Records from a point labeling set:

==============================

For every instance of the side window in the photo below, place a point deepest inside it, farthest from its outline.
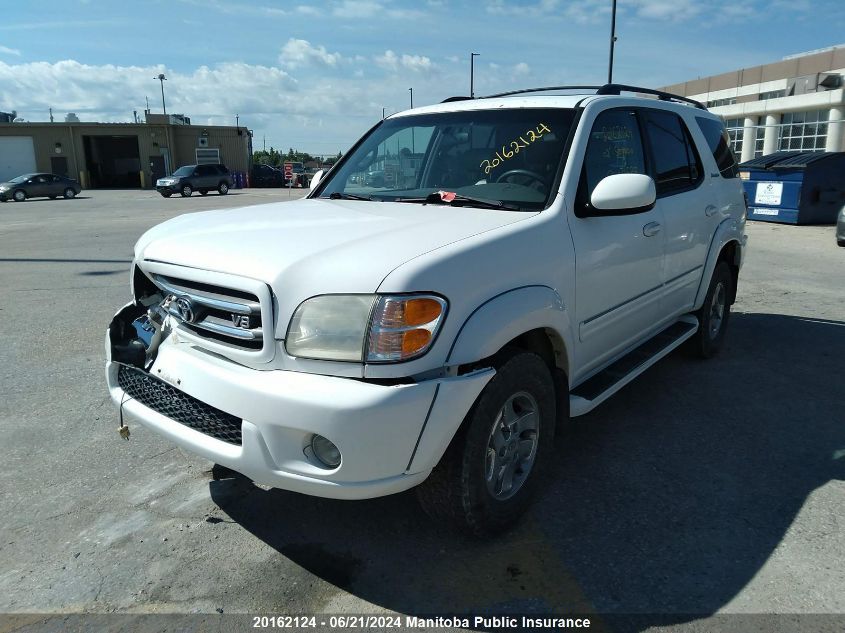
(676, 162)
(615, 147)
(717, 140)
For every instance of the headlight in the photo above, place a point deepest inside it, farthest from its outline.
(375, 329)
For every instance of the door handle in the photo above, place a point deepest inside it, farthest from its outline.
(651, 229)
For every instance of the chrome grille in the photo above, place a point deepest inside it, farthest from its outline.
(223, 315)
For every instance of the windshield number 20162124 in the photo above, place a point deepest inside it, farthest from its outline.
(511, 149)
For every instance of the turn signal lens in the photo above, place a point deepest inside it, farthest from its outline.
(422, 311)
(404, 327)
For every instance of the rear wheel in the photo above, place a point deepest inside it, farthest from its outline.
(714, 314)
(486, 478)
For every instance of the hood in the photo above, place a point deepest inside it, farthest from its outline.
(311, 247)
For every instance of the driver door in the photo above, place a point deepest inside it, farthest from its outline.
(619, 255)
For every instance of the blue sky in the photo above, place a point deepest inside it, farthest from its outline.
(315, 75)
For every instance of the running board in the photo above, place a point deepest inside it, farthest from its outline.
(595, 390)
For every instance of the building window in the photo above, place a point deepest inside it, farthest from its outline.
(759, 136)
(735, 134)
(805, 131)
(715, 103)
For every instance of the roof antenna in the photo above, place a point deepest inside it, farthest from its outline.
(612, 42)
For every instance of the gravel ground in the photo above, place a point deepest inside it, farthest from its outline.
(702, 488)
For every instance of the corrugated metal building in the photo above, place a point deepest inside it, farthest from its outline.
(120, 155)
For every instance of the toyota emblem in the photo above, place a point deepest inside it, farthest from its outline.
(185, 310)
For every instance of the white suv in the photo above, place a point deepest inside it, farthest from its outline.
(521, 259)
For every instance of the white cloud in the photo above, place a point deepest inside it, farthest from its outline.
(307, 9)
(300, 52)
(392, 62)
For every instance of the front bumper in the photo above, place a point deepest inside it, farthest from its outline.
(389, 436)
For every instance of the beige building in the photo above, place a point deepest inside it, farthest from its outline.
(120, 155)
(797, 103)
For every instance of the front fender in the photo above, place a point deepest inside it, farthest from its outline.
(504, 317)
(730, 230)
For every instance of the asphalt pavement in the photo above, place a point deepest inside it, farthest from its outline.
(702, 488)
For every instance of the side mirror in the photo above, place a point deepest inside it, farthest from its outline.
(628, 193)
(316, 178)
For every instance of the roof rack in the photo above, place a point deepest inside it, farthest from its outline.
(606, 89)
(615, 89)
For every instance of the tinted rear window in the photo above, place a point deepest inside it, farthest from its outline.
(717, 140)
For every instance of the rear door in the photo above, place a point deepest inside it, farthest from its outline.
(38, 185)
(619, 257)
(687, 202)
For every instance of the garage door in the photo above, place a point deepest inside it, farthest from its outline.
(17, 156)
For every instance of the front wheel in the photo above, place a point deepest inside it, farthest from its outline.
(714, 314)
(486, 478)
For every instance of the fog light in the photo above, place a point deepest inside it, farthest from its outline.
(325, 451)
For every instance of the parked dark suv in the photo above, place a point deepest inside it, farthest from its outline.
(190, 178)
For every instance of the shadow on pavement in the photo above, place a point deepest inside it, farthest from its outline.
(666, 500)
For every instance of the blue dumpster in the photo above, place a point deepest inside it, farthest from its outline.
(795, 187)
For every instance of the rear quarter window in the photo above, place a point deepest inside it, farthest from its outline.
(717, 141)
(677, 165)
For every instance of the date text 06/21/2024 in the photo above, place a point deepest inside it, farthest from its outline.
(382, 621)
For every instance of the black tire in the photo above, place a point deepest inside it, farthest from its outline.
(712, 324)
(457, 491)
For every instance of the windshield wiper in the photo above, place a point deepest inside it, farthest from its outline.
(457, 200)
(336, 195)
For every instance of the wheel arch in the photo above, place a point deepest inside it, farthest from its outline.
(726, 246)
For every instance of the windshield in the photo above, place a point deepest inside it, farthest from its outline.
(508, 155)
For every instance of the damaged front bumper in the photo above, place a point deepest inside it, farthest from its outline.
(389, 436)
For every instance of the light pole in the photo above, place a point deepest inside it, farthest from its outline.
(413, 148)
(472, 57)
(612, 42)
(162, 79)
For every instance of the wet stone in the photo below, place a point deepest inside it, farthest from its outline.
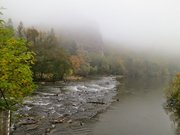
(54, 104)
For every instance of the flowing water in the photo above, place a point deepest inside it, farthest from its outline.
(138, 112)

==============================

> Stated exercise:
Set down the material above as is, without any pictures.

> Answer for the task:
For every instance of the side window in the photo below, place a point deepest inside it, farthest from its outline.
(676, 162)
(615, 147)
(717, 140)
For every instance of the headlight in the photo above, place a point deepest inside it, farthest from its outline.
(375, 329)
For every instance of the door handle in the photo above, place a point deepest inside it, farthest from its outline.
(651, 229)
For every instance of the chrome grille in the photo above, place a point deepest inside it, farthest from its outline.
(223, 315)
For every instance of the windshield number 20162124 in the photo above, place a point deepest inside it, farthest from its outline.
(511, 149)
For every instance of the turn signal lens in the photo above, place a point deepest inside it, farthest from its outline.
(422, 311)
(404, 327)
For every instance of the rear wheel in the photo above, place a point deepest inside it, farthest from its outline.
(714, 314)
(486, 478)
For every instance of the hood in the photo above, place a point deepest inside it, farthest from its outline.
(311, 247)
For every instance of the driver door in the photo above, place a point deepest inside it, farthest from its outline.
(619, 255)
For every instance of the blue sky in the photo above, place a point deepest inside it, farthest from its outline.
(315, 75)
For every instance of the running board in the photo above, place a point deepest inside it, farthest from its outline.
(595, 390)
For every instance of the building window in the photo above, place a point deepest inside it, farthest from its outline.
(759, 136)
(735, 134)
(805, 131)
(715, 103)
For every instance of the roof antenna in the photo above, place a point deepest inside it, farthest from its outline.
(612, 42)
For every instance of the gravel ground in the photo above, place a point deepest inside it, farthest from its outline.
(702, 488)
For every instance of the corrugated metal building in the photo above, place a point deepest inside it, farthest from its outline.
(120, 155)
For every instance of the toyota emblem in the photo above, place a point deepest inside it, farthest from its outline.
(185, 310)
For every instance of the white suv in the photo above, place a point deepest inside it, farthest from its outline.
(521, 259)
For every instance of the white cloud in the photo above, place a point deepest inside it, farthest from its outline.
(307, 9)
(300, 52)
(392, 62)
For every instance of the front bumper in the photo above, place a point deepest inside it, farthest from its outline.
(389, 436)
For every instance of the beige building in the photo above, place a point deepest inside it, farthest from its outline.
(120, 155)
(797, 103)
For every instance of the front fender in the photo above, place a point deepest inside it, farthest from its outline.
(504, 317)
(730, 230)
For every instance of the asphalt pavement in the photo above, place a point deepest inside it, farthest from its outline.
(702, 488)
For every instance of the side mirror in the photo above, place a point deepest inside it, farthest from its outline.
(628, 193)
(316, 178)
For every instance of the roof rack in the photo above, place a point deepest inside it, farthest from its outline.
(606, 89)
(615, 89)
For every instance of the tinted rear window in the photo above, place a point deepest inside it, farthest from its outline.
(717, 140)
For every instance of the rear door in the photo above, place a point deepest inside it, farthest from its outline.
(38, 185)
(619, 257)
(687, 202)
For every instance of the garage door in the photo above, place a point deepest inside it, farthest from its outline.
(17, 156)
For every instance of the front wheel in the photo above, place a point deepest inside it, farthest from its outline.
(714, 314)
(486, 478)
For every instance of the fog light in the photo above, place a point deepest inside it, farthest from its outline.
(325, 451)
For every instance of the parked dark suv in the photo above, place a point deepest inside it, farthest from its outline.
(190, 178)
For every instance of the shadow on pavement in the photo above, place a point deepest inside it, farthest from its outline.
(666, 500)
For every instance of the blue dumpster in the photo above, place a point deepest inside it, farthest from its outline.
(795, 187)
For every instance of the rear quarter window in the photo above, place a point deepest inside it, farthest from its outline.
(717, 141)
(677, 165)
For every instance of the date text 06/21/2024 in the photo above, place a point deepest inside it, farthest from its outline.
(382, 621)
For every instance of the black tire in the photo above, place a point deepest inside it, farthest from its outline.
(712, 324)
(457, 491)
For every instance of the windshield wiper in the photo above, place a point deepest inside it, farthest from its outline.
(457, 200)
(336, 195)
For every instance of the wheel arch in the photo above, place a point deepest inside it, farthest from its outline.
(726, 246)
For every instance of the windshield in the photo above, place a point deepest inside it, farthest from its outline.
(508, 155)
For every instance of the damaged front bumper in the photo above, place a point deepest inside it, farthest from its outline.
(389, 436)
For every instance of the light pole in the photo above, place a point deepest inside it, farthest from its outline.
(413, 148)
(472, 57)
(612, 42)
(162, 79)
For every instance of the wet stone in the photo below, place a point deepest inside it, farthest from its outline.
(54, 104)
For every instance of the flowing water in the photo above, place a point deepest inside it, farthest from its outline.
(138, 112)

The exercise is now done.